[start]

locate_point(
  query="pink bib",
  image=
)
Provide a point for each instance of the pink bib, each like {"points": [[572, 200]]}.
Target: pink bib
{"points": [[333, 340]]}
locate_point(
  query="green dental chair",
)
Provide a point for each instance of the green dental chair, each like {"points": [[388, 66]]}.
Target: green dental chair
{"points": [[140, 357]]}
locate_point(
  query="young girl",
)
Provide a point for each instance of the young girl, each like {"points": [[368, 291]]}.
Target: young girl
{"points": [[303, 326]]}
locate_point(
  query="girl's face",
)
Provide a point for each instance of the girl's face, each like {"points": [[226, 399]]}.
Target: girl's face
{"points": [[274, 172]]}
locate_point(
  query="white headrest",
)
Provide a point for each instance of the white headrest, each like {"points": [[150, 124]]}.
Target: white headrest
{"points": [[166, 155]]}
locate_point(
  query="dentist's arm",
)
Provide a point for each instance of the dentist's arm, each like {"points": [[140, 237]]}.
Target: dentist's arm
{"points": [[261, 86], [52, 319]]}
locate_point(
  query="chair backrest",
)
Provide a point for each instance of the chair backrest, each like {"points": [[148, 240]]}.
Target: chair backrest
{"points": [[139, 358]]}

[end]

Write out every entry above, word for word.

locate_point(
  query="pink bib",
  image=
)
Provide a point for each instance of the pink bib, each like {"points": [[572, 200]]}.
Target: pink bib
{"points": [[333, 340]]}
locate_point(
  query="green dental chair",
)
Provide a point for each instance of the green dental chair, each like {"points": [[388, 66]]}.
Target: green dental chair
{"points": [[140, 357]]}
locate_point(
  query="young girl",
)
Provide a point for each instance of the young girl, each like {"points": [[368, 291]]}.
Target: young girl
{"points": [[303, 326]]}
locate_point(
  query="girl's face",
)
Provide a point for each instance of the girl's face, each like {"points": [[226, 399]]}.
Target: girl's face
{"points": [[274, 172]]}
locate_point(
  query="white headrest",
)
Provide a point for each instance of the white headrest, each like {"points": [[150, 124]]}.
Target: white headrest
{"points": [[166, 155]]}
locate_point(
  query="dentist's arm",
)
Provide a point for each instance of the dentist's arm, each like {"points": [[140, 237]]}.
Target: dentist's arm
{"points": [[261, 86], [52, 319]]}
locate_point(
  query="chair backrest",
)
Provide a point for each instance of the chair backrest, each like {"points": [[148, 240]]}.
Target: chair backrest
{"points": [[139, 358]]}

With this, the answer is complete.